EXERCISE DESCRIPTION ::
Copy the entries without a single change. Pictures should be dropped.

──────────────────────────────

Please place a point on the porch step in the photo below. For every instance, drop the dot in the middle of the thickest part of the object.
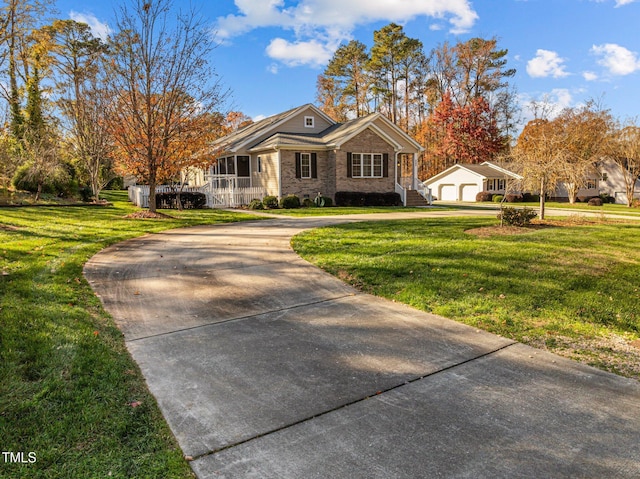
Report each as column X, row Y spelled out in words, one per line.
column 416, row 199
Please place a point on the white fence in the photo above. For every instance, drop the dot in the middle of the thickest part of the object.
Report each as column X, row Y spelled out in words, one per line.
column 228, row 197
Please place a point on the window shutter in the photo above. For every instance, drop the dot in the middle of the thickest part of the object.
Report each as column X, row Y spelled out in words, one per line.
column 314, row 165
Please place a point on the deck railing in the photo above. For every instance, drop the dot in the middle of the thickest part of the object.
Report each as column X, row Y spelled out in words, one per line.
column 230, row 196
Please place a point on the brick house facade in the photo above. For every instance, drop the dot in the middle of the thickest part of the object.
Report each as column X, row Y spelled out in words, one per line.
column 304, row 152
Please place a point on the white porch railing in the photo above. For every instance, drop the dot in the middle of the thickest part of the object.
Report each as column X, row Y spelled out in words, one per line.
column 217, row 197
column 423, row 190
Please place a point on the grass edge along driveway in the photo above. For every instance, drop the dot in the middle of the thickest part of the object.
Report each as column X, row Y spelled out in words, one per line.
column 573, row 289
column 72, row 401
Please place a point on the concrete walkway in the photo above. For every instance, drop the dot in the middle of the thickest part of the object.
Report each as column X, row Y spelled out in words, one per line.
column 266, row 367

──────────────────────────────

SOLUTION BELOW ::
Please place a point on the porch step in the photo below. For every instance, drop the dot in the middle of the thickest part of the object.
Report each as column X, row Y spelled out in words, one per line.
column 416, row 199
Please place a point on the white fence in the photo above. For every instance, drop the dot in the middle of the thickest part of the object.
Report each as column X, row Y spelled out in words, one per line.
column 228, row 197
Please place a point on the window shutter in the photo above. For every instance, drop the dot in the middle of the thickest part of the object.
Report each as column X, row Y spelled out in words, one per line.
column 314, row 165
Please place a point on the deck railing in the photo above. For every instance, drop the dot in the middle of the thickest part of the object.
Report each as column X, row Y spelled out in words, one per line.
column 230, row 196
Please place a point on the brick house facade in the photo above. For every instance, drop the dot in the middle of the thickest part of the object.
Report each as column X, row Y spelled out in words, one per line.
column 304, row 152
Please place a point on the white porch railing in the photo above. For every instance, drop the dot in the middle of the thickest part of the object.
Report each as column X, row Y spelled out in words, one per line.
column 217, row 197
column 423, row 190
Please place a point on the grass edge along driveway in the photo above. For every instance, drop the dot in the middle of the thickest part of the object.
Report each as column X, row Y spelled out in words, one per line.
column 573, row 289
column 72, row 401
Please place a point on the concrete walkway in the photo above. For every instance, drop the dot in the middle of the thickest part of the object.
Report each as column X, row Y spelled out in words, one per line.
column 266, row 367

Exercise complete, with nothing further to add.